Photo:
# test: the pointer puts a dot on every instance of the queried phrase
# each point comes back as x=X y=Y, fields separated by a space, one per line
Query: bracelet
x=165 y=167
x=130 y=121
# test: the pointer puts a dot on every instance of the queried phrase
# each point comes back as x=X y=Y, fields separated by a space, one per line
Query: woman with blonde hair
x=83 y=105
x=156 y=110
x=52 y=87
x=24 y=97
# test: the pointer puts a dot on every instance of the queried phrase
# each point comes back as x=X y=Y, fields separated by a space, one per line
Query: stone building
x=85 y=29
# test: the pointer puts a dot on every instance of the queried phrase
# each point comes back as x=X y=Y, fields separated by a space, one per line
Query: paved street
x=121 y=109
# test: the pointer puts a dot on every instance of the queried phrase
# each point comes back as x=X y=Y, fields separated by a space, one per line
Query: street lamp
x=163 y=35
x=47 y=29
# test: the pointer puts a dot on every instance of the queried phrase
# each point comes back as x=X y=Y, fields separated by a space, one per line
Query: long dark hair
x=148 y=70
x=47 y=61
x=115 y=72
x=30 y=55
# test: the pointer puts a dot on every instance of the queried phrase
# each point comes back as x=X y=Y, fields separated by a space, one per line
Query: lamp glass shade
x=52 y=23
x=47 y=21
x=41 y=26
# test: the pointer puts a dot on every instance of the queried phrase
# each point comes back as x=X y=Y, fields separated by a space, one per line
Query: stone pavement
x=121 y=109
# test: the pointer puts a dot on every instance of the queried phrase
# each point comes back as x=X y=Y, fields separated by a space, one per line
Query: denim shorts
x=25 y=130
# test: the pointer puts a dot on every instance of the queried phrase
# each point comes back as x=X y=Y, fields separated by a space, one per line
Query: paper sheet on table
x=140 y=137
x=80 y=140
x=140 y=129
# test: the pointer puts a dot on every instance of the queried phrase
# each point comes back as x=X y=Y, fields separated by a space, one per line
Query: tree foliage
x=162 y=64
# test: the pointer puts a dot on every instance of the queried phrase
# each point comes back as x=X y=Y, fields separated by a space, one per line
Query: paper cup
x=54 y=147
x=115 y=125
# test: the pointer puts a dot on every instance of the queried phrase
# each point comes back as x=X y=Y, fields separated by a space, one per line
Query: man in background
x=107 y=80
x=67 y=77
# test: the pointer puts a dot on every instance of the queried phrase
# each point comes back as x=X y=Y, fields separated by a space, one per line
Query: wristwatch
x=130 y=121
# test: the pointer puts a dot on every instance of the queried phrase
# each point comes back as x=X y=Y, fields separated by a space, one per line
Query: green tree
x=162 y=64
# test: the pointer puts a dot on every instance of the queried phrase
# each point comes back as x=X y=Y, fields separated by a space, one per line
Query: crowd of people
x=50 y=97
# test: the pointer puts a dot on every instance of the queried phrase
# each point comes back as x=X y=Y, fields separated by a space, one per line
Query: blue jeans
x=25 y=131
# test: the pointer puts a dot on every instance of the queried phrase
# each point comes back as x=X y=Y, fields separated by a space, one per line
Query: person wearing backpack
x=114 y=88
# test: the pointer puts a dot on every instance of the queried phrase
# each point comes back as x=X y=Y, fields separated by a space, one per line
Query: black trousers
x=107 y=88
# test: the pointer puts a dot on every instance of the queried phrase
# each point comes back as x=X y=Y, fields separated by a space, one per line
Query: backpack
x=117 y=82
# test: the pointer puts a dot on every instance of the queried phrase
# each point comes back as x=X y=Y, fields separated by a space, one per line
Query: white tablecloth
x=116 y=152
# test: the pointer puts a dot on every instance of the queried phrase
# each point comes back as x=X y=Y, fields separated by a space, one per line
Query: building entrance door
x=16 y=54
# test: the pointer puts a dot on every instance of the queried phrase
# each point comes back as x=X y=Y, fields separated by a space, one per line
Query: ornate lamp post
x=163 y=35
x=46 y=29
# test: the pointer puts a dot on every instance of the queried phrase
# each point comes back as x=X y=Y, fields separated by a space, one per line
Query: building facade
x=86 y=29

▶ _What is required_
Every line of the material is to be transcribed exactly.

▶ _Response area_
Photo:
# test: the pointer puts a dot on every instance of the queried phrase
# each point comes back as x=X y=Y, fields separated by a space, one per line
Query: bracelet
x=165 y=167
x=130 y=121
# test: the pointer puts a dot on every instance of the queried phrase
# each point comes back as x=X y=Y, fields separated by a space, one per line
Query: woman with blonde hair
x=83 y=105
x=156 y=110
x=52 y=87
x=24 y=97
# test: the pointer puts a dot on every instance of the queried phrase
# each point comes back as x=X y=Y, fields separated by a space, one per line
Query: stone building
x=85 y=29
# test: the pointer puts a dot on every instance of the queried phrase
# each point comes back as x=X y=Y, fields separated by a space, one per line
Query: paved street
x=121 y=109
# test: the pointer puts a dot on every instance of the queried phrase
# each point comes back as x=X y=Y, fields separated by a space, one per line
Query: street lamp
x=163 y=35
x=47 y=29
# test: the pointer puts a dot on every instance of the queried phrase
# each point comes back as x=X y=Y, fields separated by a space, one per line
Query: long dark hair
x=148 y=70
x=47 y=61
x=115 y=72
x=30 y=55
# test: the pointer puts a dot on every instance of the queried phrase
# each point comes back as x=X y=Y, fields separated by a space, one per line
Query: lamp glass shade
x=52 y=23
x=47 y=21
x=41 y=26
# test: the pointer puts a dot on every instance of the queried phrase
# each point comes back as x=X y=Y, fields separated by a space, one per line
Query: stone pavement
x=121 y=109
# test: the pointer puts a dot on every instance of the queried phrase
# each point comes back as x=X y=Y, fields separated by a space, one per line
Query: denim shorts
x=25 y=130
# test: the pointer puts a dot on every instance of the queried phrase
# each point comes back as x=X y=Y, fields separated by a space, one per line
Query: paper sheet on table
x=140 y=137
x=80 y=140
x=140 y=129
# test: the pointer puts a dot on every instance of the queried phrase
# each point comes back as x=X y=Y, fields separated by a space, one per line
Query: tree foliage
x=162 y=64
# test: the pointer puts a dot on every instance of the queried phrase
# each point comes back as x=X y=Y, fields separated by a space, one per line
Query: paper cup
x=54 y=147
x=115 y=125
# test: the pointer puts a dot on every instance of the queried phrase
# each point comes back as x=X y=Y, fields separated by a space, one per line
Query: man in background
x=107 y=80
x=67 y=77
# test: the pointer puts a dot on every instance of the queried phrase
# each point comes back as x=X y=Y, fields separated by a space, one per line
Query: wristwatch
x=130 y=121
# test: the pointer puts a dot on every instance of the queried phrase
# each point comes back as x=X y=Y, fields separated by a space, one per line
Query: green tree
x=162 y=64
# test: the pointer puts a dot on every instance of the queried phrase
# each point comes back as x=X y=Y, fields separated by a space, one per line
Query: crowd of people
x=50 y=97
# test: the pointer puts a dot on every instance of the queried phrase
# each point comes back as x=X y=Y, fields separated by a space, one per line
Query: blue jeans
x=25 y=131
# test: the pointer puts a dot on every instance of the queried phrase
# each point comes back as x=X y=Y, fields separated by a space, one per line
Query: person wearing backpack
x=114 y=88
# test: the pointer puts a dot on every instance of the queried phrase
# each point comes back as x=X y=Y, fields separated by a space, one per line
Query: black trousers
x=107 y=88
# test: the pointer puts a dot on every instance of the queried phrase
# each point comes back as x=X y=Y, fields separated by a space, one per line
Query: backpack
x=117 y=82
# test: the pointer puts a dot on every instance of the queried phrase
# each point comes back as x=X y=Y, fields separated by a space, one per line
Query: white tablecloth
x=116 y=152
# test: the pointer puts a dot on every instance of the queried phrase
# each point comes back as x=X y=Y, fields separated by a space, one per line
Query: building entrance door
x=16 y=54
# test: the pointer puts a dot on every instance of the queried phrase
# each point comes back as x=X y=Y, fields separated by a space, one per line
Query: ornate lamp post
x=163 y=35
x=46 y=29
# test: the pointer puts a dot on every instance of the queried phrase
# each point comes back as x=X y=Y, fields separated by a space, one per line
Query: building facade
x=86 y=29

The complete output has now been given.